Different Behavior for Parsing Two Similar Wikipedia Infoboxes

I have two infoboxes that look exactly the same to me, but I'm getting different behavior in mwparserfromhell. In the first instance I'm getting what I expect - the entire infobox is captured as a template object. In the second instance parts of the infobox are extracted as separate templates. This is confusing since the infoboxes look very similar to me, and I was expecting that the entire infobox could be extracted in the second case.
This is the code I'm using:
mwparserfromhell.parse(text.strip().lower()).filter_templates()
Text 1 Input:
txt1 = """{{Infobox building
| name = 666 Fifth Avenue
| former_names = Tishman Building
| status = Complete
| image = 666 Fifth Avenue by David Shankbone.jpg
| image_size = 300px
| caption =
| location = 666 Fifth Avenue<br>[[Manhattan]], [[New York (state)|New York]] 10103
| coordinates = {{coord|40.760163|-73.976204|format=dms}}
| start_date =
| completion_date = 1957
| architect = [[Carson & Lundin]]
| owner = [[Brookfield Properties]]
| cost = $40 million
| floor_area = {{convert|1,463,892|sqft|m2|abbr=on}}
| top_floor =
| floor_count = 41
| references =
| map_type =
| building_type = Office
| antenna_spire =
| roof = {{convert|483|ft|m|abbr=on}}
| elevator_count = 24 (20 passenger, 4 freight)
•••••
▸ **Exercise aim**
Copy out the entire passage on parsing Wikipedia infoboxes above, leaving every character unchanged. The records have no connection to the passage on parsing Wikipedia infoboxes.

(Dataset records on object locations)
•••••
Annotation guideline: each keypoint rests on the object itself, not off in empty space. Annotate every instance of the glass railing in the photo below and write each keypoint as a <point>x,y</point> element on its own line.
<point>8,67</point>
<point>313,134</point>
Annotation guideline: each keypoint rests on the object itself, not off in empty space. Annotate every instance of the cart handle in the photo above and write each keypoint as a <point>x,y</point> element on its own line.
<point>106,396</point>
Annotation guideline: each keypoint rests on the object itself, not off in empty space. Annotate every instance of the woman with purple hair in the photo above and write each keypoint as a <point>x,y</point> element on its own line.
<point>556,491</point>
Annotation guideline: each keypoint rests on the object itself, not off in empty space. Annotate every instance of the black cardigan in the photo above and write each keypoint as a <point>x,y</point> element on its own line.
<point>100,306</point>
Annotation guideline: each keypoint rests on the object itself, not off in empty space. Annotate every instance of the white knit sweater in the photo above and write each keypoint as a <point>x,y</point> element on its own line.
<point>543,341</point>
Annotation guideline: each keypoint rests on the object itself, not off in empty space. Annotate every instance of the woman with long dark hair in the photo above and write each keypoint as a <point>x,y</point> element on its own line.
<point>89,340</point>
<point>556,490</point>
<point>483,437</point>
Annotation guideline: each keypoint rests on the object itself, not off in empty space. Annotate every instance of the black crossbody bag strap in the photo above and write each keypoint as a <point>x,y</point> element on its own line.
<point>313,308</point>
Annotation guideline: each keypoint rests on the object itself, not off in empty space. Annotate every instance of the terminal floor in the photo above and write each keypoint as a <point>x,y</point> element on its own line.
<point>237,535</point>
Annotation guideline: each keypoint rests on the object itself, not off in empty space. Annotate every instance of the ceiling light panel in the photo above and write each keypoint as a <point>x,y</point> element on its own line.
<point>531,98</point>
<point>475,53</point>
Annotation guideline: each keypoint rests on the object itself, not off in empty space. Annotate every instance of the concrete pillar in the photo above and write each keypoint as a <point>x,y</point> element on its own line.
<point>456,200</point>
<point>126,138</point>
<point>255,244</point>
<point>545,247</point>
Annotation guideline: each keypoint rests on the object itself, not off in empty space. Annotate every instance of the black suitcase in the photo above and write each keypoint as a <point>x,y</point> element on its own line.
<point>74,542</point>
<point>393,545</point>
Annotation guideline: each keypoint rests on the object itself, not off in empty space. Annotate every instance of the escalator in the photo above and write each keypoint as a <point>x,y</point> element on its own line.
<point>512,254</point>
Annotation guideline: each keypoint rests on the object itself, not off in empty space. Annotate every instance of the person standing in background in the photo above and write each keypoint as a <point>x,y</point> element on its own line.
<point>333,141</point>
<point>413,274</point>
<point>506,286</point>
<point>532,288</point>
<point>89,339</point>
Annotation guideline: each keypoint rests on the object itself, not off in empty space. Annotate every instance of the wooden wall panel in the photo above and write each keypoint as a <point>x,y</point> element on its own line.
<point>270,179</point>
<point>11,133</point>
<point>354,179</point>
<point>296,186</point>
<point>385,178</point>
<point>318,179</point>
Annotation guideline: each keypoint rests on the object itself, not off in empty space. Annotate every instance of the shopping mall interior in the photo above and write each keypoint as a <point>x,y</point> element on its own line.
•••••
▸ **Solution to the problem**
Different Behavior for Parsing Two Similar Wikipedia Infoboxes

I have two infoboxes that look exactly the same to me, but I'm getting different behavior in mwparserfromhell. In the first instance I'm getting what I expect - the entire infobox is captured as a template object. In the second instance parts of the infobox are extracted as separate templates. This is confusing since the infoboxes look very similar to me, and I was expecting that the entire infobox could be extracted in the second case.
This is the code I'm using:
mwparserfromhell.parse(text.strip().lower()).filter_templates()
Text 1 Input:
txt1 = """{{Infobox building
| name = 666 Fifth Avenue
| former_names = Tishman Building
| status = Complete
| image = 666 Fifth Avenue by David Shankbone.jpg
| image_size = 300px
| caption =
| location = 666 Fifth Avenue<br>[[Manhattan]], [[New York (state)|New York]] 10103
| coordinates = {{coord|40.760163|-73.976204|format=dms}}
| start_date =
| completion_date = 1957
| architect = [[Carson & Lundin]]
| owner = [[Brookfield Properties]]
| cost = $40 million
| floor_area = {{convert|1,463,892|sqft|m2|abbr=on}}
| top_floor =
| floor_count = 41
| references =
| map_type =
| building_type = Office
| antenna_spire =
| roof = {{convert|483|ft|m|abbr=on}}
| elevator_count = 24 (20 passenger, 4 freight)